* **Given request**: Copy every line below that contains the word "gear", matching its case exactly.

* **Records to use**:

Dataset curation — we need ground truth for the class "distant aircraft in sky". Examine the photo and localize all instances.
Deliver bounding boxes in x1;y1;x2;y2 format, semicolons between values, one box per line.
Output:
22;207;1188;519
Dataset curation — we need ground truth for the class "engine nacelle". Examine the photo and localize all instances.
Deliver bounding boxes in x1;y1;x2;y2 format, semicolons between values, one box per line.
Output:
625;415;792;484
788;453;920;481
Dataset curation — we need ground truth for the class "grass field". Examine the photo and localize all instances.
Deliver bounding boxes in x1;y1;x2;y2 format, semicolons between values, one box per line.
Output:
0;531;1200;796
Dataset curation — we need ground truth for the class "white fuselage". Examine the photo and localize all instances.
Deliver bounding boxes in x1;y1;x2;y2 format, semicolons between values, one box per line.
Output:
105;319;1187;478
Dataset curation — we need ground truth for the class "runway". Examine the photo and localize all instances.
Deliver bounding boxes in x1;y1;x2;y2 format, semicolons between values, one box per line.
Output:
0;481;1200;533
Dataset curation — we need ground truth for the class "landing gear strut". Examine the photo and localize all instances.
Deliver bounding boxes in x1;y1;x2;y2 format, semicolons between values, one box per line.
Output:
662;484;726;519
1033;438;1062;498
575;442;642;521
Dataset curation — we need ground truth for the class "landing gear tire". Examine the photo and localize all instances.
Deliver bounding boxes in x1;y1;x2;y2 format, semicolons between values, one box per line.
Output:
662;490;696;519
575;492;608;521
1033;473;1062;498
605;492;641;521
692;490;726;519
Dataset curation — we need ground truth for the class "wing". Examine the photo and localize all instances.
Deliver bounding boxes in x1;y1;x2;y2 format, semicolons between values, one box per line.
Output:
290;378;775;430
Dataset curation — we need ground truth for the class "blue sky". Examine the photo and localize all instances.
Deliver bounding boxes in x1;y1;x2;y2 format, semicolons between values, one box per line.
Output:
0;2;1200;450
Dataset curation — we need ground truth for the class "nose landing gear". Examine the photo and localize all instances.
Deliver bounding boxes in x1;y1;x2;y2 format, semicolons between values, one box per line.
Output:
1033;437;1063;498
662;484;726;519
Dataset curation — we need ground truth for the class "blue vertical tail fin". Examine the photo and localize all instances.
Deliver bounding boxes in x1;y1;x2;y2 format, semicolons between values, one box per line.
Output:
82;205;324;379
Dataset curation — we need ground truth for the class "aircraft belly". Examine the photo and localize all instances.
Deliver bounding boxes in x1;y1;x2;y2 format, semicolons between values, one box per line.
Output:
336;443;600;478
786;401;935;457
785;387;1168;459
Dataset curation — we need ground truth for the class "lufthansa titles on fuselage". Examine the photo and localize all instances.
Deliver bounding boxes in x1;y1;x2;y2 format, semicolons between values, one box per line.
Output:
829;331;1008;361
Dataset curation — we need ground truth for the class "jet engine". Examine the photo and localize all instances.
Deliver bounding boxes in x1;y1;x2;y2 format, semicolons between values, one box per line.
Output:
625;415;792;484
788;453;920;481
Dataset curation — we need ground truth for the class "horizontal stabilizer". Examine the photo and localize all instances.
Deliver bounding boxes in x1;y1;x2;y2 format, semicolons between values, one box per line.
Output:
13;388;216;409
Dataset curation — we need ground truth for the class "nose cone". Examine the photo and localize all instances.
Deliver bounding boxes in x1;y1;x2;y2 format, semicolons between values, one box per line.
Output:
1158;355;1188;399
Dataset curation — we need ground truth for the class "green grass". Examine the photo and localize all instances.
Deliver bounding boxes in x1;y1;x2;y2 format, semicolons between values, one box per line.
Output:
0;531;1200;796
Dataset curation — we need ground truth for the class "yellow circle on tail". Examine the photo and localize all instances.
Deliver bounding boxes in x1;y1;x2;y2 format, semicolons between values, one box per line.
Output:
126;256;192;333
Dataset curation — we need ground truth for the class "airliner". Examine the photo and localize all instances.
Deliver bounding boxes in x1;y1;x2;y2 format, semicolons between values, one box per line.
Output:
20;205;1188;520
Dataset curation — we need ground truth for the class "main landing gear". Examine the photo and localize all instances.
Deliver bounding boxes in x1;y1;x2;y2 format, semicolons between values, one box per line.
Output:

* **Written solution**:
Dataset curation — we need ground truth for the class "landing gear strut". Examine the photo and localize all instances.
Dataset curation — we need ground truth for the class "landing gear tire". Examine the photo and localize all instances.
Dataset curation — we need ground truth for the class "nose landing gear". Examine the photo and localize all instances.
Dataset curation — we need ground truth for the class "main landing gear". Examine the photo and localize all instances.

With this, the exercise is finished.